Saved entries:

%%

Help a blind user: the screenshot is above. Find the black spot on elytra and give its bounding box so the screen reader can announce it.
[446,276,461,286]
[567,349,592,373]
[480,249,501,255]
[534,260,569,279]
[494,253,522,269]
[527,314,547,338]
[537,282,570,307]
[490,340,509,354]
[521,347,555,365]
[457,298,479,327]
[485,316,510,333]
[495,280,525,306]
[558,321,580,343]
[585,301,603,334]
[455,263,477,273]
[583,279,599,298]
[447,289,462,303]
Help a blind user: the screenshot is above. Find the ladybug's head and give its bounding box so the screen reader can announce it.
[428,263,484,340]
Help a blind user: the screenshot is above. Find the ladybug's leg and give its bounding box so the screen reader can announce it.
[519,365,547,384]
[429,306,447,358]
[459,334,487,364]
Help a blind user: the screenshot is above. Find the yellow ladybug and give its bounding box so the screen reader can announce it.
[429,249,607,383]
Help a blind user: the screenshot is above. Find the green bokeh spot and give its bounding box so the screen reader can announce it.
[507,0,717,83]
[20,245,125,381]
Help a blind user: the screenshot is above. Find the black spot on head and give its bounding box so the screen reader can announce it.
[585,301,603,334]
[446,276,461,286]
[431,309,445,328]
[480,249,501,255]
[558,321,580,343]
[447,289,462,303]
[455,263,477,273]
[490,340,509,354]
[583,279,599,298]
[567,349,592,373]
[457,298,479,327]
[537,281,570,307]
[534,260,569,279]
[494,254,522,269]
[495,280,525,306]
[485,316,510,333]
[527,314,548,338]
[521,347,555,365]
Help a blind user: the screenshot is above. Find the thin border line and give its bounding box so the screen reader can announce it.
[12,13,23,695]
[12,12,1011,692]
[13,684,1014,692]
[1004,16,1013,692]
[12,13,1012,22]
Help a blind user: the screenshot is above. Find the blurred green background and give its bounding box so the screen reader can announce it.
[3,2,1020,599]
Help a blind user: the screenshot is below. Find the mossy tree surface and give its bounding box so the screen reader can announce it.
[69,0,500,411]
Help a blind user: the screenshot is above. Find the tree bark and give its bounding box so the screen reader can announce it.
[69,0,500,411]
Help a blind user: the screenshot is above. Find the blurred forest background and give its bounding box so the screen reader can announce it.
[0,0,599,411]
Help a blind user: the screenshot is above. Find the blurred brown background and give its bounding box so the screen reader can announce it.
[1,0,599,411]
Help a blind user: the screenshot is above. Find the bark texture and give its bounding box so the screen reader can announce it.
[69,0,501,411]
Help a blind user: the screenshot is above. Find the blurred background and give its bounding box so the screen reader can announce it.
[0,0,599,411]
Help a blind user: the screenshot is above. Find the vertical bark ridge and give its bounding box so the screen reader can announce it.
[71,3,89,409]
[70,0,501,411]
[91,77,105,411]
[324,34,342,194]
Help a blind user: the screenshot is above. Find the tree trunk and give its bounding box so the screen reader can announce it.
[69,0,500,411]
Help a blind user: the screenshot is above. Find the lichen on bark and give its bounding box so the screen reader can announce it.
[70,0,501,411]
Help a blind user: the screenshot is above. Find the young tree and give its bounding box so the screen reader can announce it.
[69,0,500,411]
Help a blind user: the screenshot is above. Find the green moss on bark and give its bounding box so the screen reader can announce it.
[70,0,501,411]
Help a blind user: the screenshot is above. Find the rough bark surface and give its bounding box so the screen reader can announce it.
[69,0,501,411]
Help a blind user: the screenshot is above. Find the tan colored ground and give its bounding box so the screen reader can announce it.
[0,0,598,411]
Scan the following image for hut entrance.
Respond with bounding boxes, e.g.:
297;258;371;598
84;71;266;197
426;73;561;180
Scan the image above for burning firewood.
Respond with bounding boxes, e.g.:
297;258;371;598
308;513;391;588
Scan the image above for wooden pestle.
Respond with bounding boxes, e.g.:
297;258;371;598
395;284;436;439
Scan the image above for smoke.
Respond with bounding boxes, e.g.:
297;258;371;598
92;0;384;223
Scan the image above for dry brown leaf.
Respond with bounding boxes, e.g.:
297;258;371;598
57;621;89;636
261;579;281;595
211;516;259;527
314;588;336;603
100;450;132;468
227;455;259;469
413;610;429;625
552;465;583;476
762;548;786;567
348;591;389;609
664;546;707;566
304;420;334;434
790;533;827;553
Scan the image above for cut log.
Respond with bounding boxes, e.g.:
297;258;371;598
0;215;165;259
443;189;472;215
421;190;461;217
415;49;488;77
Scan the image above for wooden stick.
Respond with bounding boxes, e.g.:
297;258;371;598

%%

▶ [Task]:
Copy the lines above exactly, leaving every word as it is.

▶ [Answer section]:
Help a blind user: the screenshot is above. Find the black spot on elytra and give its bounding box so the screen reader can announce it.
[446,276,461,286]
[567,349,592,373]
[480,249,501,255]
[534,260,569,279]
[494,253,522,269]
[527,314,547,338]
[537,282,570,307]
[490,340,509,354]
[521,347,555,365]
[457,298,479,327]
[485,316,510,333]
[495,280,525,306]
[558,321,580,343]
[585,301,603,334]
[455,263,477,273]
[583,279,599,298]
[447,289,462,303]
Help a blind user: the screenshot is above. Find the ladybug's head and give its bounding box so the screen reader can announce it.
[428,263,484,340]
Help a blind user: the screenshot is above. Find the ladybug's leg and give its bounding box so the screen reader can announce it.
[519,365,547,384]
[429,306,447,358]
[459,334,487,364]
Help a blind user: the screenshot is above. Find the yellow ladybug and give its bounding box so the screen reader can announce it.
[429,249,607,383]
Help a blind user: the screenshot is above. Find the green bokeh spot and give its bounding box so the screen reader can announce it.
[507,0,717,83]
[20,245,125,381]
Help a blind user: the screenshot is above. Find the black spot on head and give its bounding box so the screen reader can announce it.
[585,301,603,334]
[446,276,461,286]
[431,309,445,328]
[480,249,501,255]
[558,321,580,343]
[447,289,462,303]
[455,263,477,273]
[490,340,509,354]
[583,279,599,298]
[567,349,592,373]
[457,298,479,327]
[537,281,570,307]
[534,260,569,279]
[494,254,522,269]
[495,280,525,306]
[485,316,510,333]
[527,314,548,338]
[521,347,555,365]
Help a blind user: the screenshot is above. Find the thin border line and give its bounding box so the screen reader can announce it.
[12,13,23,695]
[12,12,1011,692]
[13,684,1014,692]
[1004,16,1013,692]
[12,13,1012,22]
Help a blind user: the screenshot is above. Find the blurred green background and give its bounding box so the screen reader can announce it.
[3,2,1020,599]
Help a blind user: the screenshot is below. Find the mossy tree surface and give its bounding box so the screen reader can announce it.
[69,0,500,411]
Help a blind user: the screenshot is above. Find the tree bark and give its bounding box so the screen reader can announce it.
[69,0,500,411]
Help a blind user: the screenshot is above. Find the blurred forest background and give its bounding box so the screen reader can announce it.
[0,0,599,411]
Help a blind user: the screenshot is above. Find the blurred brown background and give its bounding box so the screen reader can announce it.
[1,0,599,411]
Help a blind user: the screenshot is above. Find the bark texture and give its bounding box so the screen reader can announce it.
[69,0,501,411]
Help a blind user: the screenshot is above. Find the blurred background and give its bounding box so the screen reader can announce it.
[0,0,599,411]
Help a blind user: the screenshot is above. Find the vertical bark ridge and give its bounding box so the screen reader can announce it.
[71,3,89,409]
[70,0,501,411]
[91,77,105,411]
[324,34,342,194]
Help a blind user: the screenshot is above. Find the tree trunk and give its bounding box so the screen reader can announce it.
[69,0,500,411]
Help a blind user: the screenshot is above. Find the lichen on bark and give its bounding box so the screen reader can announce it.
[70,0,501,411]
Help a blind user: the screenshot is above. Find the young tree and give its bounding box so the screen reader can announce it.
[69,0,500,411]
Help a blind user: the screenshot is above. Find the green moss on bark and give its bounding box so the screen reader can announce it.
[70,0,501,411]
Help a blind user: the screenshot is above. Find the rough bark surface and give its bounding box so the screen reader can announce it.
[69,0,501,411]
Help a blind user: the screenshot is above. Find the tan colored ground and give its bounding box so the screen reader can announce it.
[0,0,598,411]
Scan the following image for hut entrance.
Respond with bounding boxes, e.g.:
297;258;371;598
84;71;266;197
426;73;561;180
Scan the image above for burning firewood.
Respond with bounding boxes, e.g.:
297;258;371;598
308;513;391;588
Scan the image above for wooden pestle.
Respond with bounding boxes, e.g.:
297;258;371;598
395;284;436;439
Scan the image above for smoke.
Respond with bounding boxes, e.g.:
297;258;371;598
92;0;384;223
Scan the image above for dry brown leaf.
Respond with bounding boxes, e.g.:
297;258;371;598
57;621;89;636
261;579;281;595
211;516;259;527
314;588;336;603
100;450;132;468
227;455;259;469
413;610;429;625
552;465;583;476
762;548;786;567
348;591;389;609
664;546;707;566
304;420;334;434
790;533;827;553
Scan the image above for cut log.
Respond with bounding boxes, e.g.:
297;258;371;598
0;215;165;259
443;189;472;215
421;190;461;217
415;49;488;77
Scan the image above for wooden stick.
Respond with bounding boxes, e.g.:
297;258;371;598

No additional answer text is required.